Data listing:
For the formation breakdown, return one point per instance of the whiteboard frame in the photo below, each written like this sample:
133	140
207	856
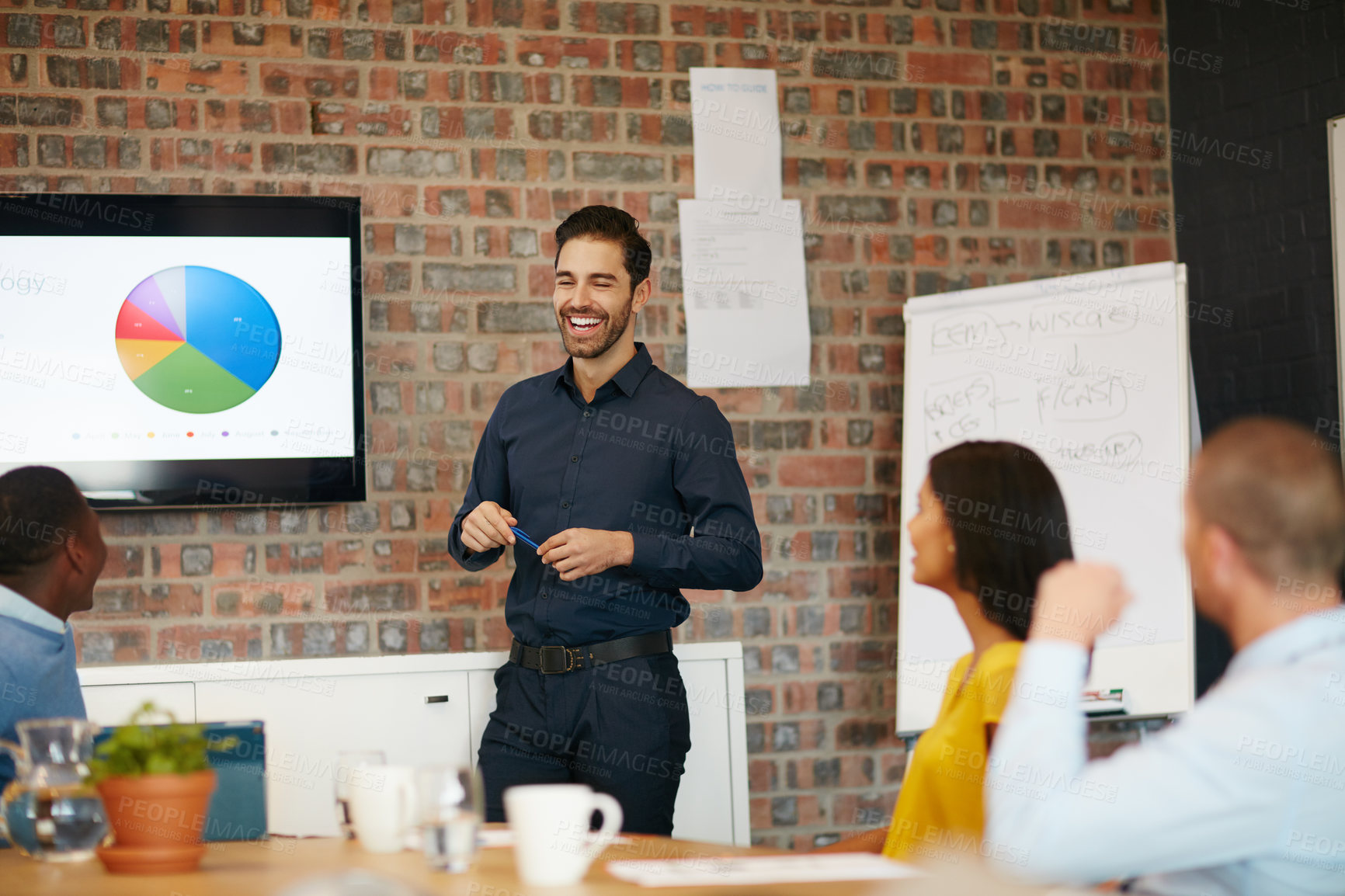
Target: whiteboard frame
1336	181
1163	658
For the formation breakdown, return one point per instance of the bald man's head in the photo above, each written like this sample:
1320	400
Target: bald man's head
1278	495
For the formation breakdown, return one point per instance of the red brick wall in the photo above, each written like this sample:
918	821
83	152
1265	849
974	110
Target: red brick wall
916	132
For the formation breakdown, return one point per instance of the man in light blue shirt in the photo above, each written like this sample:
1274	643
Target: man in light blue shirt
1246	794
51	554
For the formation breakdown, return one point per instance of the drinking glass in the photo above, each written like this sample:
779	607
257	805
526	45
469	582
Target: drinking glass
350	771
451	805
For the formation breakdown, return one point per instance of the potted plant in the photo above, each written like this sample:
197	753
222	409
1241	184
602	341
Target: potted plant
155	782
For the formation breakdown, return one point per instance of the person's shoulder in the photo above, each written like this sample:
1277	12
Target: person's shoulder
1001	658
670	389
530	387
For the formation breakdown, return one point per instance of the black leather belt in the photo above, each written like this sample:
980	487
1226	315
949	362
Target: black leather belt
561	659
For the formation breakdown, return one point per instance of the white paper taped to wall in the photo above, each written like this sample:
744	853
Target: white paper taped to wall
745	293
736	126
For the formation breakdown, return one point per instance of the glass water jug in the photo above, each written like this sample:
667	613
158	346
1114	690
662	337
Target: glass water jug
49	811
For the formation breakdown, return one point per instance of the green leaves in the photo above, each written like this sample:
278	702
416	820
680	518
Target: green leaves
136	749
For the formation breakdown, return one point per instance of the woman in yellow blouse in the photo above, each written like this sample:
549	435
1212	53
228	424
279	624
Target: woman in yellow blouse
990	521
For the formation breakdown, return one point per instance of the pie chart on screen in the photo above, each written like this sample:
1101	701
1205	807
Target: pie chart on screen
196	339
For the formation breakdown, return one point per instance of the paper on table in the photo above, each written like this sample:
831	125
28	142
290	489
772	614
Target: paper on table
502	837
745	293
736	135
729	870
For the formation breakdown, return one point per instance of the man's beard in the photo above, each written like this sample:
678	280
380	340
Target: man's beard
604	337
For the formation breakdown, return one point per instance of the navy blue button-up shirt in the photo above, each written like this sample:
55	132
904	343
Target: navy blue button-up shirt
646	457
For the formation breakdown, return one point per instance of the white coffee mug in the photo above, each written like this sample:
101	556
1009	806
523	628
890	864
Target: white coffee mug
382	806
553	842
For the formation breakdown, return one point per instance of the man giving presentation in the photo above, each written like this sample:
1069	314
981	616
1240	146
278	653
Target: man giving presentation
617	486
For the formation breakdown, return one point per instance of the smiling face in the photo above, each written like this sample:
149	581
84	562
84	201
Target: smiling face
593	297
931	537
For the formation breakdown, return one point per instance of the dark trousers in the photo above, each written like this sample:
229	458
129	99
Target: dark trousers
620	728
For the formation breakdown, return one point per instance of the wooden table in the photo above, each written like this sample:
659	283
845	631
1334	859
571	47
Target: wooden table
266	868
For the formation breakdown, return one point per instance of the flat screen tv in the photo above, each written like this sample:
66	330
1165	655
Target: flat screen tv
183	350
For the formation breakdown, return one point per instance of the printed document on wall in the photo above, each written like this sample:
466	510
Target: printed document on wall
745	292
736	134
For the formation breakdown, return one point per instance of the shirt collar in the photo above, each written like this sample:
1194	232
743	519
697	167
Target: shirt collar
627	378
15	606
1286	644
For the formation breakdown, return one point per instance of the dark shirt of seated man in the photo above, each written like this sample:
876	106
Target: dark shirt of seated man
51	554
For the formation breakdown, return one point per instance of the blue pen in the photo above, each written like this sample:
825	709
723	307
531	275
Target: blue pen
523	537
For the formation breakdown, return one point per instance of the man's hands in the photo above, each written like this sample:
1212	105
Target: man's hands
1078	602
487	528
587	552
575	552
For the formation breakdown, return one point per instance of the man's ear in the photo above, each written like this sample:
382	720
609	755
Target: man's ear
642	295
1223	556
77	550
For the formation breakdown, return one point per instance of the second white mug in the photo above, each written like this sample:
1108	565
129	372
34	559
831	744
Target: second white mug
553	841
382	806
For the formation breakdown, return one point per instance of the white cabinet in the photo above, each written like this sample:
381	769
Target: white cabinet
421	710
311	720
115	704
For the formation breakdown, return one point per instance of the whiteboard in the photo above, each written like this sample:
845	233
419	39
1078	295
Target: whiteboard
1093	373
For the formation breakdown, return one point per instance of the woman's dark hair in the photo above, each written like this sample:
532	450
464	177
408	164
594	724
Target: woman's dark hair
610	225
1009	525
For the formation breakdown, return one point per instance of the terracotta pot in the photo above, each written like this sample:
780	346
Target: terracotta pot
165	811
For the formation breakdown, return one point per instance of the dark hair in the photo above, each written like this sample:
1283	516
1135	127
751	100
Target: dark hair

* [Do this] Copy the items from the line with "of the blue" up to and including the final line of the items, renaming "dark hair" to "black hair" and keeping everything else the same.

* [Task output]
For the formation breakdown, return one point per instance of the blue pen in the photo above, each written like this sample:
825	709
723	307
531	275
Target: blue pen
523	537
For the formation breakdown, return one point per instance of the man's hands in the photo above, each written like this sample:
1212	105
Target: man's hands
1078	602
487	528
587	552
575	552
For the formation breakdown, return one point per instance of the man's ear in the photo above, each written like this sample:
382	720
609	755
Target: man's ear
642	295
1223	556
77	550
For the formation breakdown, return one point per instance of the second white mug in the photo above, each written like this sample:
1108	565
129	372
34	559
831	744
Target: second white mug
553	841
382	806
For the formation breakdown, return one point per instance of the white cabinet in the photo above, each written like this sample:
381	769
Target: white cabinet
421	710
311	720
115	704
For the formation breakdown, return one point per instance of the whiteboard in the photo above, each written like this sample:
845	233
419	39
1078	295
Target: whiteboard
1093	373
For the formation breakdown, return one point per instance of the woman's black hair in the photo above, each written like this sample:
532	450
464	177
408	164
594	724
Target: woman's black hair
610	225
1009	525
For the formation breakdown, return one point per instance of the terracotta pot in the photo above, each written like this sample:
780	346
Target: terracotta pot
165	811
For the formation breakdown, return one point per instance of the black hair in the photo above, each written like this sample:
1283	516
1135	127
751	100
Target: black hair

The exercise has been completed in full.